BEGIN EXTRACT PROVIDED

Another great use for beer: With proper aim, you can hit a robber in the head with a can of beer before he shoots you, then you can still drink the beer. If you attempt this after drinking too many beers you will probably miss and then he will shoot you and drink your beer instead. Not good. You just wasted beer.
This article forgot to mention that garden hoses, especially cheap ones made with a high ratio of recycled plastics contain lead and other toxic chemicals in the plastic and brass fittings. In addition, hoses are often used to spray chemicals on the garden, and may retain those chemicals on surfaces. The best advice is for children never to drink out of a garden hose, no matter what distance away from the end, and for all people to wash their hands carefully after handling a garden hose before ingesting anything. I found this advice at several sites, Consumer Reports, EPA, the California health department, several hose manufacturers and others.
If you want to drink through a hose, stop at the camping supply store and get one that's been approved by the FDA. It's white and won't contaminate the water.
Spit on a wound? Get way, way out. Add some Strep species, anaerobes, then seal them into the wound with some "liquid skin", and you have a lovely setup for a lousy infection.

END EXTRACT PROVIDED
BEGIN PROVIDED INFORMATION

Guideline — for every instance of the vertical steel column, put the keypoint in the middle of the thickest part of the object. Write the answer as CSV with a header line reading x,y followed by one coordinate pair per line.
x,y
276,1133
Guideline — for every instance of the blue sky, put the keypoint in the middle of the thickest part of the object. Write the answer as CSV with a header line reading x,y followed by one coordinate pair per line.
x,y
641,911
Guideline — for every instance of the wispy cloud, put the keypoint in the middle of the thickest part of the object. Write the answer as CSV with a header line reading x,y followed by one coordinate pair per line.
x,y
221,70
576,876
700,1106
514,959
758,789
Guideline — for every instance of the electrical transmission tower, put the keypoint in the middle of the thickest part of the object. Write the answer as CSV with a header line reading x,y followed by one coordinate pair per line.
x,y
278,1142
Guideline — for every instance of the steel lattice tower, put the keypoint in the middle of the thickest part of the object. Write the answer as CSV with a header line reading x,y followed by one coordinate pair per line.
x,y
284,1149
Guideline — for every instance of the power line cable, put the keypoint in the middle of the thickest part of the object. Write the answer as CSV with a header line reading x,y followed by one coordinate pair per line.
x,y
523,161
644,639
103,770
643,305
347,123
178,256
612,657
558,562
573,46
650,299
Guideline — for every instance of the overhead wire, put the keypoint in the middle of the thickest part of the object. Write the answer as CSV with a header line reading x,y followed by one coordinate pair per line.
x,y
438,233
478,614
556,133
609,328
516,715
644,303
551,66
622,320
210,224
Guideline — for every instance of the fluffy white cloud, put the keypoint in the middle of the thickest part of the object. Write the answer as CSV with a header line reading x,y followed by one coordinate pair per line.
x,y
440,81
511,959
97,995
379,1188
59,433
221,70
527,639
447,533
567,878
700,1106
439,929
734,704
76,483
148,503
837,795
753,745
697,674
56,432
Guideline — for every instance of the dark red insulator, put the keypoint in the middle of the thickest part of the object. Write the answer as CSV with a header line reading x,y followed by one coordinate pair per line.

END PROVIDED INFORMATION

DESCRIPTION OF THE TASK> Repeat word for word the passage of the reader comments from "If you want" up to and including "a lousy infection.". The listing comes from a different source than the reader comments.

OUTPUT OF THE EXERCISE>
If you want to drink through a hose, stop at the camping supply store and get one that's been approved by the FDA. It's white and won't contaminate the water.
Spit on a wound? Get way, way out. Add some Strep species, anaerobes, then seal them into the wound with some "liquid skin", and you have a lovely setup for a lousy infection.